--- BEGIN Reading passage ---

As a consequence, concerning MOSFET Q2, the current is fed from DC/DC converter 13 to battery E via diode D1, MOSFET Q2, and igniter winding P. As with the case of MOSFET Q2, concerning each of MOSFETs Q3 to Q5, the current is fed from DC/DC converter 13 to battery E via diode D1, MOSFET Q3, Q4, or Q5, and a constituent component corresponding to igniter winding P for each cylinder.
At this time, electric potential on a winding start side is lower than electric potential on a winding finish side in each of igniter winding P and secondary winding S. Accordingly, the secondary current flows from the winding finish side of secondary winding S via diode D6, plug 16, and shunt resistor Rs and the energy is supplied to plug 16. Thus, the energy of igniter winding P is superposed on secondary winding S over a period T2 from time t2 to time t4.
In other words, by feeding the current from auxiliary DC/DC converter 13 to igniter winding P, the energy from igniter winding P is supplied from secondary winding S to plug 16 at the timing (the period from time t1 to time t3) when fly-back energy of secondary winding S is reduced. Thus, a time period to supply the secondary current is extended and ignition time of plug 16 is extended accordingly.
As described above, according to the ignition device of Example 1, igniter control circuit 11 and inverter 12 which serve as the drive device feed the secondary current to secondary winding S by changing igniter switch Q1 from the on-state to the off-state, and supply the output from DC/DC converter 13 to igniter winding P by changing MOSFET Q2 from the off-state to the on-state, thereby extending the time period to supply the secondary current. It is therefore possible to extend the ignition time of plug 16 and thus to improve combustion efficiency of fuel.
During the period when MOSFET Q2 is in the on-state, DC/DC converter 13 continues the boosting operation so as to control the secondary current at the constant value, and continues supply of the electric energy to igniter winding P. Accordingly, it is possible to reduce capacitance of an output capacitor of DC/DC converter 13. In addition, a fluctuation of electrical stress associated with turning the capacitor on and off is reduced, whereby stress affecting a life of an electrolytic capacitor can be reduced. As a consequence, reliability of the ignition device is improved.
Meanwhile, MOSFET Q2 is turned on earlier by a predetermined time period than the activation of DC/DC converter 13 and in the state where a relatively low voltage is applied thereto. Accordingly, electrical stress is reduced when turning MOSFET Q2 on.
In the meantime, DC/DC converter 13 repeats start and stop in response to the ignition signal. This configuration suppresses heat generation from the constituent components of DC/DC converter 13 and thus improves the reliability of the ignition device.

--- END Reading passage ---

(Given request 1):
Extract every line of the records that contains the string "canopy".
The ignition device passage and the records have no connection to each other.

--- BEGIN Data to process ---

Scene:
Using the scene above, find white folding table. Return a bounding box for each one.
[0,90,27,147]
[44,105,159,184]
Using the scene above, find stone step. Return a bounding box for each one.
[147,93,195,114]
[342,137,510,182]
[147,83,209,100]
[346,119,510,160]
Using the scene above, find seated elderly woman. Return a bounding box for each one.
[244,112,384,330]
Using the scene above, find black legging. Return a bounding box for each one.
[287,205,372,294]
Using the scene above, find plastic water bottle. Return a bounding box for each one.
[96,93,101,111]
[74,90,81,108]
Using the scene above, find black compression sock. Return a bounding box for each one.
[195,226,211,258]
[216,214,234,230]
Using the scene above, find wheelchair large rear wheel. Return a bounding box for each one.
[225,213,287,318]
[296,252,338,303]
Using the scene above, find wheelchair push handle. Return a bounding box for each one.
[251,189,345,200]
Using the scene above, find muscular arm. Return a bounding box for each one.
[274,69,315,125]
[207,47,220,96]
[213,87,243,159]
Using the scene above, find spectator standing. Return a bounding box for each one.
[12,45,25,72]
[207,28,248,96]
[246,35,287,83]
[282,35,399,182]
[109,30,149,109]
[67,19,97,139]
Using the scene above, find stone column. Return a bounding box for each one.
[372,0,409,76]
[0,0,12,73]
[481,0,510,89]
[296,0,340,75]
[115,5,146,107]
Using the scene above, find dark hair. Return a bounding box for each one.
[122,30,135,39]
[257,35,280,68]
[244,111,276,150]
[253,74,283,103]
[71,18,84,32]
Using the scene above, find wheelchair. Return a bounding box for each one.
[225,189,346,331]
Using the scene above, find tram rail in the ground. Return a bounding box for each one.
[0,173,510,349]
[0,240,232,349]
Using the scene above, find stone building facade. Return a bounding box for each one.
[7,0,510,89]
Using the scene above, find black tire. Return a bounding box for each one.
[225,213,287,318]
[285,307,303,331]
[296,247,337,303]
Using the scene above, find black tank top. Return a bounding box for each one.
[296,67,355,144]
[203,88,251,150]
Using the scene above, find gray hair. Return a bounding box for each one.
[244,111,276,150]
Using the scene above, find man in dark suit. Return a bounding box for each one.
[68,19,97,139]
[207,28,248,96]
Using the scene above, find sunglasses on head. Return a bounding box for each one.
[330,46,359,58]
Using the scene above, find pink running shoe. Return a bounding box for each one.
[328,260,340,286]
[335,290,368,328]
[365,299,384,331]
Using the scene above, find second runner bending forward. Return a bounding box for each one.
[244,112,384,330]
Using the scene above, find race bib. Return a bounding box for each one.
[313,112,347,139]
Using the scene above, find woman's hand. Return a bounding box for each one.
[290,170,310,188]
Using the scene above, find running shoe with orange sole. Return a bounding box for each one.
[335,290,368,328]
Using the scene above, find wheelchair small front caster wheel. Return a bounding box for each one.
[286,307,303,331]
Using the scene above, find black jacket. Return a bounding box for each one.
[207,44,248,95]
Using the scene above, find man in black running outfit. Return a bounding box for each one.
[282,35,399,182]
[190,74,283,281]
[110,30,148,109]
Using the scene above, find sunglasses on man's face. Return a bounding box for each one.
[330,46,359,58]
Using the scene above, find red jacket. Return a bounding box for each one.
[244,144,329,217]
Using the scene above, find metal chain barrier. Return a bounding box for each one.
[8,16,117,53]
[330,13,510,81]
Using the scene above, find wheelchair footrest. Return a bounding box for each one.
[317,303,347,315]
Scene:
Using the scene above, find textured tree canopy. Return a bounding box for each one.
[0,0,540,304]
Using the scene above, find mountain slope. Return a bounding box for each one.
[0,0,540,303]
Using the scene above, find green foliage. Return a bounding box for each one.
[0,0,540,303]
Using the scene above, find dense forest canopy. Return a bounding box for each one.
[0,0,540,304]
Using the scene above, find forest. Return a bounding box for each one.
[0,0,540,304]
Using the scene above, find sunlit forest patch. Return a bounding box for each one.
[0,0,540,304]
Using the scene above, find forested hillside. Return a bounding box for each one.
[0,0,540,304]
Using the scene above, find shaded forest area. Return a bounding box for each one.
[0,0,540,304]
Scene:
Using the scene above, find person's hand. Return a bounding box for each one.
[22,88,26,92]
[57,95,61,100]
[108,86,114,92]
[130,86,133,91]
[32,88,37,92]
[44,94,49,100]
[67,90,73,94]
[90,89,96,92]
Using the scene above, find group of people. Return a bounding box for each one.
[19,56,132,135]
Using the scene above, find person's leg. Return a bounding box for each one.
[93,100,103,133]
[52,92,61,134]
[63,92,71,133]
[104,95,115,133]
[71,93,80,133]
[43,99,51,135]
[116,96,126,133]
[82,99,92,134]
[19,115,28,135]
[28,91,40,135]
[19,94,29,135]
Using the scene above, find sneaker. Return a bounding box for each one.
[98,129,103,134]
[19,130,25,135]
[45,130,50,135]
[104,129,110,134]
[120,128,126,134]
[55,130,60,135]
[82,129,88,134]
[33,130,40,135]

--- END Data to process ---

(Given request 2):
Quote the ignition device passage between "At this time, electric" and "to time t4.", inclusive.

(Exercise answer 1):
Using the scene above, find textured tree canopy. Return a bounding box for each one.
Using the scene above, find dense forest canopy. Return a bounding box for each one.

(Exercise answer 2):
At this time, electric potential on a winding start side is lower than electric potential on a winding finish side in each of igniter winding P and secondary winding S. Accordingly, the secondary current flows from the winding finish side of secondary winding S via diode D6, plug 16, and shunt resistor Rs and the energy is supplied to plug 16. Thus, the energy of igniter winding P is superposed on secondary winding S over a period T2 from time t2 to time t4.